::: Available data :::

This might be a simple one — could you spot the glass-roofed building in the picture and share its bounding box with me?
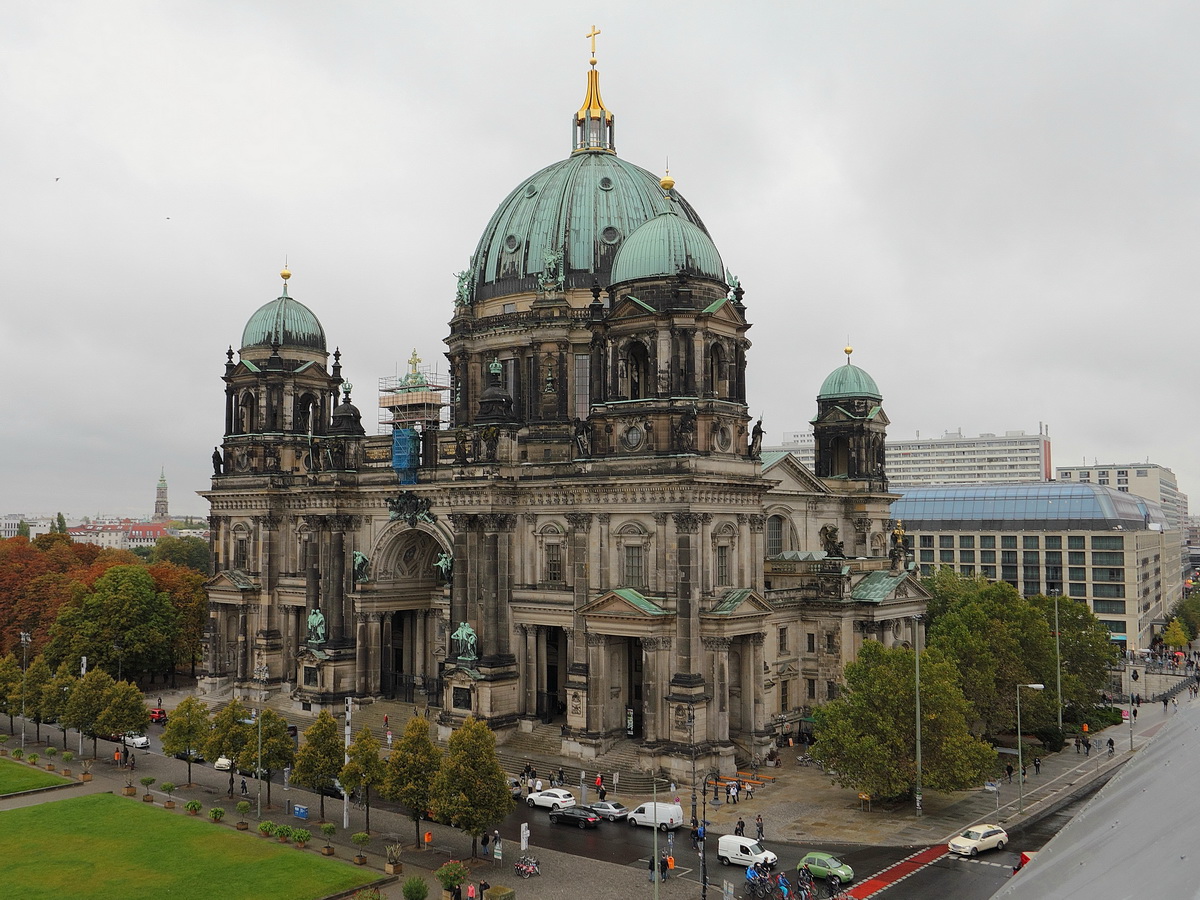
[892,482,1182,649]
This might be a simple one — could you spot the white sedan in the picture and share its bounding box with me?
[526,787,575,809]
[946,823,1008,857]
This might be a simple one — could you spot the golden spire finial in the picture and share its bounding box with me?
[583,25,600,68]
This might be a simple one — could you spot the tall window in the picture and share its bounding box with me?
[575,353,592,419]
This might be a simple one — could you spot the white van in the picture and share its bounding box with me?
[629,803,683,832]
[716,834,779,869]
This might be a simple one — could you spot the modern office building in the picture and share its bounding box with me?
[1055,462,1188,533]
[892,482,1182,649]
[772,428,1050,487]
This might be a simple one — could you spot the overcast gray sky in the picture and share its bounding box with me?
[0,0,1200,516]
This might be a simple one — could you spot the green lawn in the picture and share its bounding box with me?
[0,794,379,900]
[0,756,70,797]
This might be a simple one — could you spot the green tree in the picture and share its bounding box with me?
[95,682,150,746]
[46,565,176,674]
[1163,619,1188,650]
[238,709,295,806]
[42,662,79,750]
[338,725,385,832]
[379,715,442,846]
[204,700,251,798]
[432,716,514,857]
[0,653,20,734]
[150,535,212,575]
[18,654,54,743]
[292,709,346,820]
[162,696,212,785]
[64,668,115,758]
[812,641,996,799]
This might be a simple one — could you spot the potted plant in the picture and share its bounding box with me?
[350,832,371,865]
[383,844,404,875]
[433,859,470,900]
[320,822,337,857]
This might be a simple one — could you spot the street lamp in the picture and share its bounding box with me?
[1016,684,1045,814]
[1050,588,1062,734]
[912,616,920,816]
[20,631,34,752]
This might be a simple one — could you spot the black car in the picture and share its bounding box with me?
[550,806,600,828]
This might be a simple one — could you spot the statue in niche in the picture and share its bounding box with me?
[450,622,478,660]
[308,606,325,643]
[354,550,371,584]
[820,524,846,559]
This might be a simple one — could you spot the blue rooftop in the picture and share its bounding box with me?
[892,481,1168,532]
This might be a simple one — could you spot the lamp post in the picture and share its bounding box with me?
[912,616,922,816]
[1016,684,1045,814]
[1050,588,1062,734]
[20,631,34,751]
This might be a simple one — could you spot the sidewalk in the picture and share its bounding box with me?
[0,703,1175,900]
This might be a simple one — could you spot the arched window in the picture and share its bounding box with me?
[629,341,654,400]
[767,516,784,557]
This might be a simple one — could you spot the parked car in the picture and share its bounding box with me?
[550,806,600,828]
[588,800,629,822]
[946,824,1008,857]
[796,852,854,883]
[526,787,575,809]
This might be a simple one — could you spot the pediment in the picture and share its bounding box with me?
[580,588,674,620]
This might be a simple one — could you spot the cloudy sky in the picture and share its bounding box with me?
[0,0,1200,516]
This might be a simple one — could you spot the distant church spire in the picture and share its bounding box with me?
[154,469,170,522]
[571,25,617,154]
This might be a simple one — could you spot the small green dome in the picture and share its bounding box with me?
[611,210,725,284]
[473,151,720,302]
[817,359,883,401]
[241,284,325,353]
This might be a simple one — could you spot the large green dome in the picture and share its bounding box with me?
[472,150,720,301]
[241,284,325,353]
[817,358,883,401]
[611,210,725,284]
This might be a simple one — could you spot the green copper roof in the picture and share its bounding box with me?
[241,284,325,353]
[472,151,715,301]
[817,361,883,400]
[610,210,725,284]
[850,572,908,604]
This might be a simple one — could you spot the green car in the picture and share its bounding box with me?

:::

- _Given request_: Convert the lines above into a numbered list, skipping any blank lines and leaving out the pictures.

- _Reply_:
1. This might be a simple one — could you spot the glass-roofed building in the picture and share its bounding box with me?
2. [892,482,1182,649]
3. This might be a simple one — could you spot the white sedan in the picture and share its bounding box with me?
4. [526,787,575,809]
5. [946,823,1008,857]
6. This might be a simple one — could you spot the golden spire finial in the picture and share its bounding box with me?
7. [583,25,600,68]
8. This might be a simple one — could you spot the tall window in the picture and share its bounding box with me?
9. [575,353,592,419]
10. This might be a simple one — could you spot the white van in the picture and share its bounding box with me?
11. [629,803,683,832]
12. [716,834,779,869]
13. This might be a simple one — could you spot the modern office building in the picture and share its bounding box with me?
14. [1055,462,1188,533]
15. [892,482,1182,649]
16. [772,428,1050,487]
17. This might be a simple one — could you spot the overcast gray sky in the picture and share its bounding box with me?
18. [0,0,1200,516]
19. This might be a simple one — could you spot the green lawn in the picture and share its bounding box with me?
20. [0,794,379,900]
21. [0,756,70,797]
22. This might be a simple one — could you spot the green tree in the picture and share its bounding box with me?
23. [95,682,150,746]
24. [46,565,176,674]
25. [1163,619,1188,650]
26. [238,709,295,806]
27. [42,662,79,750]
28. [338,725,385,832]
29. [379,715,442,846]
30. [204,700,251,798]
31. [432,716,514,857]
32. [0,653,20,734]
33. [150,535,212,575]
34. [18,654,54,743]
35. [292,709,346,820]
36. [162,696,212,785]
37. [64,668,115,758]
38. [812,641,996,799]
39. This might be a simple one — could you spot the potted plant in the picture and share its bounding box with me?
40. [350,832,371,865]
41. [383,844,404,875]
42. [433,859,470,900]
43. [320,822,337,857]
44. This might be a simple one — could you spot the street lamp in the picture and share its bounding box with me?
45. [1016,684,1045,814]
46. [1050,588,1062,734]
47. [912,616,920,816]
48. [20,631,34,752]
49. This might be a simple one — could you spot the black car in the picture and share its bounding box with me?
50. [550,806,600,828]
51. This might be a simple one — could you spot the statue in niche in the picture and share its bounding box with me?
52. [450,622,478,660]
53. [308,606,325,643]
54. [354,550,371,584]
55. [820,524,846,559]
56. This might be a simple one — could you spot the blue rooftop in the picture and share its bounding box with me?
57. [892,481,1168,532]
58. This might be a simple one — could you spot the lamp post in the picture and share its bounding box with me?
59. [912,616,922,816]
60. [1016,684,1045,814]
61. [1050,588,1062,734]
62. [20,631,34,751]
63. This might be a simple one — could you spot the sidewalk in the picture and share its bounding box with me?
64. [0,703,1175,900]
65. This might be a simple one — could you spot the arched window in the picture and share its bounding box with me?
66. [629,341,654,400]
67. [767,516,784,557]
68. This might be a simple one — could you spot the parked car in the picture and share its bounding box with me?
69. [550,806,600,828]
70. [588,800,629,822]
71. [946,824,1008,857]
72. [796,852,854,883]
73. [526,787,575,809]
74. This might be a simple one — could you spot the pediment in the picture and share its bounding box with me?
75. [580,588,674,620]
76. This might be a simple one — could you spot the cloudy sky in the picture and share its bounding box with me?
77. [0,0,1200,516]
78. This might be a simple one — could you spot the distant church spire in the picture and share its bounding box with me?
79. [154,469,170,522]
80. [571,25,617,154]
81. This might be a simple one — could you spot the small green dome in the picture and share its bounding box with me?
82. [611,210,725,284]
83. [473,151,720,302]
84. [817,359,883,401]
85. [241,284,325,353]
86. This might be a simple one — could you spot the large green dome in the picture and share its bounding box with me?
87. [472,150,720,301]
88. [241,284,325,353]
89. [817,358,883,401]
90. [611,210,725,284]
91. This might be a simple one — could you spot the green copper roof in the picture and share its bounding box with me?
92. [241,284,325,353]
93. [472,151,715,301]
94. [817,361,883,400]
95. [610,210,725,284]
96. [850,572,908,604]
97. This might be a simple one — could you spot the green car in the picture and share its bounding box with me?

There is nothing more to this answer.